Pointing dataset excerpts
________
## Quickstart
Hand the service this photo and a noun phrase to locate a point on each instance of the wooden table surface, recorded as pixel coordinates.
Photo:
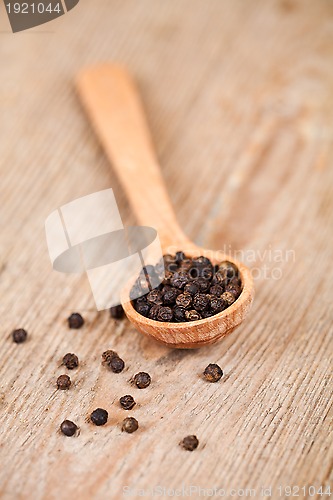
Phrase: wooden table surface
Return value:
(239, 97)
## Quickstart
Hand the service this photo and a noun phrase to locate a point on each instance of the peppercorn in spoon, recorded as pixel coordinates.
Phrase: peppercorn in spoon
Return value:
________
# TASK
Recast all of the data above as a numbered list with one line per item, leaving out any blank lines. Omit the pictures from your answer.

# FINAL ANSWER
1. ## Quickstart
2. Hand the service this photo and a noun phrase to locate a point on each instance of the wooden table surface, recorded as pixel coordinates.
3. Photo:
4. Phrase: wooden table surface
5. Return value:
6. (239, 97)
7. ## Quickstart
8. Hand the service this photo and a noun phrase to locate a point on each instance of the peppercorn in spoon, recorded as pixel coordinates.
9. Phrase: peppercorn in spoon
10. Return value:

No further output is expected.